Gib den Text über den Film „Milk“ vollständig und Zeichen für Zeichen wieder.

> **TEXTBLOCK**
- - - -
Muttermilchspenden als Akt der Trauerbewältigung
Das Spielfilmdebüt „Milk“von Stefanie Kolk setzt auf nüchternen Realismus. Leider fehlt es dem Drama etwas an Antrieb
Immer wieder ist dieses laute, monotone Brummen zu hören: Egal zu welcher Uhrzeit, egal wo, stets ist Robins (Frieda Barnhard) elektrische Milchpumpe im Einsatz. Wie ein roter Faden zieht sich dieses Geräusch durch Stefanie Kolks 96-minütiges Drama „Milk“, das zurzeit im Hauptwettbewerb des LuxFilmFests zu sehen ist.
Ein Film, der sich nicht nur um das Spenden von Muttermilch dreht, sondern auch die Trauerbewältigung nach Verlust eines Babys aufgreift. Während die niederländische Produktion mit kunstvollen Szenen punktet, die besonders atmosphärisch mit Stille und Geräuschen aus dem Umfeld spielen, werden ihre diese gleichzeitig zum Verhängnis. Eintönigkeit stellt sich ein.
Dennoch überzeugt „Milk“mit seiner sturen und eigensinnigen Protagonistin, der man die Trauer um ihren Verlust zwar nicht immer abkauft, die aber im Laufe der Zeit, wie besessen von der Idee wird, ihre Muttermilch zu spenden. Etwas ausgefeilter hätte die Figurenzeichnung aber sein können.
- - - -
> **QUELLENANGABEN**

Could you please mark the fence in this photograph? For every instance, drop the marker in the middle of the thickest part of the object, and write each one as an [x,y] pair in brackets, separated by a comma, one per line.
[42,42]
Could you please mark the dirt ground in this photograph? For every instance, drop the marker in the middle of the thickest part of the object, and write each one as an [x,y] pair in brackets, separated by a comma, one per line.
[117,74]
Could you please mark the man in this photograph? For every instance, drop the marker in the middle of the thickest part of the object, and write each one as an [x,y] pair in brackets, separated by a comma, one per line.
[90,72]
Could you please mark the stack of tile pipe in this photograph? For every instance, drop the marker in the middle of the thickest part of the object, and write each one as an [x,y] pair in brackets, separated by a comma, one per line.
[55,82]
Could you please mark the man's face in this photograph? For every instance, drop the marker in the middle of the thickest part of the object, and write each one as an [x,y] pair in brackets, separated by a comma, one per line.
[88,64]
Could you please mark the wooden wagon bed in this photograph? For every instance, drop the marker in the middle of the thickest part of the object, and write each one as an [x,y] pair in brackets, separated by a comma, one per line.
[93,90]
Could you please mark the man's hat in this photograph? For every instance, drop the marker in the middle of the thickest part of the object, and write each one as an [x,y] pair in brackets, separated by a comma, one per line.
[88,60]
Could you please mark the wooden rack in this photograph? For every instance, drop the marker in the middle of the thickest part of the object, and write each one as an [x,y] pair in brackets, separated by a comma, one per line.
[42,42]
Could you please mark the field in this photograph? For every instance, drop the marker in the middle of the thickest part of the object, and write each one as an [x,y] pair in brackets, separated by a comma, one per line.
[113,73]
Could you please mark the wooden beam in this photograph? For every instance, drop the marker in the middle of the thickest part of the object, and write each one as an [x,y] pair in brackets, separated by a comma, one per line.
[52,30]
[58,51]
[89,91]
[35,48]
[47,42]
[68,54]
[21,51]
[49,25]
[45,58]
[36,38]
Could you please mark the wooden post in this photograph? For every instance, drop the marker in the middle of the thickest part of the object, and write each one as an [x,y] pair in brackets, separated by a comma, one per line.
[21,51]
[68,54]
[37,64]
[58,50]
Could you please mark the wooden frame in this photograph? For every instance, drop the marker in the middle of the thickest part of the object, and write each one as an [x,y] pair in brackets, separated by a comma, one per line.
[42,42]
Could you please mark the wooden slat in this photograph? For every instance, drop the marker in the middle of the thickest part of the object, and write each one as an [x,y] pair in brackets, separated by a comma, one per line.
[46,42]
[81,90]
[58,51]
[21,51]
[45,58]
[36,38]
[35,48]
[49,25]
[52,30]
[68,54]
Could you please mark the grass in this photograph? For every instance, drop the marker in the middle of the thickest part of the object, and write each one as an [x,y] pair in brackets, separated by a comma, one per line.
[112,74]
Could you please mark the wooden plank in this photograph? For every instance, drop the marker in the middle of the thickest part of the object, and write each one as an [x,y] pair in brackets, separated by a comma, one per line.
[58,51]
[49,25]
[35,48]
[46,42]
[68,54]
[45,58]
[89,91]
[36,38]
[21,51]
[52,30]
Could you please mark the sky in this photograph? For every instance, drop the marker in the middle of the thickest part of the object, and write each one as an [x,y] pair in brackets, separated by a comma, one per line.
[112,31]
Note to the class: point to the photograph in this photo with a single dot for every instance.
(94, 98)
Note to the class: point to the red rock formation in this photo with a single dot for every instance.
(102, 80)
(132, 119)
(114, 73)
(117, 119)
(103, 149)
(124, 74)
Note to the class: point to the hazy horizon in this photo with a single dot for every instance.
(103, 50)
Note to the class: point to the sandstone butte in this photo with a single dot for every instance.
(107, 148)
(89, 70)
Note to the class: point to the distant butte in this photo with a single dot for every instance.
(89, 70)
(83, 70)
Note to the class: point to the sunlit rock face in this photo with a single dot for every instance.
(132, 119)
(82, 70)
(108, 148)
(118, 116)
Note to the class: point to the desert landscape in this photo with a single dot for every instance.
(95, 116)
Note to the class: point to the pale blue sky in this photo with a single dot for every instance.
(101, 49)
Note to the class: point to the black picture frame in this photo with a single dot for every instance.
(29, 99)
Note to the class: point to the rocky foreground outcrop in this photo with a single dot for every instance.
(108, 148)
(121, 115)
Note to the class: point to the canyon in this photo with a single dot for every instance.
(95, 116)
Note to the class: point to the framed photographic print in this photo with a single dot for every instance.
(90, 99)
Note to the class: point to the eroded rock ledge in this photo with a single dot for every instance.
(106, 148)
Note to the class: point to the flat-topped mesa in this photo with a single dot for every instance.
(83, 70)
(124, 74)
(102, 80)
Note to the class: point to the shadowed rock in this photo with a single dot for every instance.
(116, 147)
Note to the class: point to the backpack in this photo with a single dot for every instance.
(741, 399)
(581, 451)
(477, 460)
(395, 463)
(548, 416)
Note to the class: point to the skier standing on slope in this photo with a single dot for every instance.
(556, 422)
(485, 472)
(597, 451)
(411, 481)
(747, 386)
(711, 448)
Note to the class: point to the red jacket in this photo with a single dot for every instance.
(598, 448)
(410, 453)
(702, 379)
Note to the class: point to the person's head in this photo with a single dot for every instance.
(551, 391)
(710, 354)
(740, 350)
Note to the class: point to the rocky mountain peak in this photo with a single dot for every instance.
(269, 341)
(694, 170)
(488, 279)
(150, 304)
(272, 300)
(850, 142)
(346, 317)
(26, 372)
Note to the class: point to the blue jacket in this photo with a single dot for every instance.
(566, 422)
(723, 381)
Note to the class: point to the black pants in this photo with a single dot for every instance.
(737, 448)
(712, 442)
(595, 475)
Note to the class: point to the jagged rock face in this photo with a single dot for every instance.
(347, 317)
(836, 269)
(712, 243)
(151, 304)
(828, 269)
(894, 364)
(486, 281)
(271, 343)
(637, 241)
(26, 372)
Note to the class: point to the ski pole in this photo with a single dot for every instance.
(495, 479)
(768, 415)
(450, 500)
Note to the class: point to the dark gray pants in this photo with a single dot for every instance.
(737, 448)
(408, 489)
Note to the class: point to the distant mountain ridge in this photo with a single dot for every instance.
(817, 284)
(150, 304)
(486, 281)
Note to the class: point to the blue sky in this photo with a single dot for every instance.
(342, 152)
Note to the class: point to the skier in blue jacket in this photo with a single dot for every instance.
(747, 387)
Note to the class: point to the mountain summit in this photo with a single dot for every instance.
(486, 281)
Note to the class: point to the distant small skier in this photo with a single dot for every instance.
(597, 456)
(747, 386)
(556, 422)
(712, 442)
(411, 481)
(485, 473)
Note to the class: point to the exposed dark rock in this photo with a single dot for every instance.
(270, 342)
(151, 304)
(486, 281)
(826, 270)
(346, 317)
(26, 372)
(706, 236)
- - - -
> **ANTWORT**
Muttermilchspenden als Akt der Trauerbewältigung
Das Spielfilmdebüt „Milk“von Stefanie Kolk setzt auf nüchternen Realismus. Leider fehlt es dem Drama etwas an Antrieb
Immer wieder ist dieses laute, monotone Brummen zu hören: Egal zu welcher Uhrzeit, egal wo, stets ist Robins (Frieda Barnhard) elektrische Milchpumpe im Einsatz. Wie ein roter Faden zieht sich dieses Geräusch durch Stefanie Kolks 96-minütiges Drama „Milk“, das zurzeit im Hauptwettbewerb des LuxFilmFests zu sehen ist.
Ein Film, der sich nicht nur um das Spenden von Muttermilch dreht, sondern auch die Trauerbewältigung nach Verlust eines Babys aufgreift. Während die niederländische Produktion mit kunstvollen Szenen punktet, die besonders atmosphärisch mit Stille und Geräuschen aus dem Umfeld spielen, werden ihre diese gleichzeitig zum Verhängnis. Eintönigkeit stellt sich ein.
Dennoch überzeugt „Milk“mit seiner sturen und eigensinnigen Protagonistin, der man die Trauer um ihren Verlust zwar nicht immer abkauft, die aber im Laufe der Zeit, wie besessen von der Idee wird, ihre Muttermilch zu spenden. Etwas ausgefeilter hätte die Figurenzeichnung aber sein können.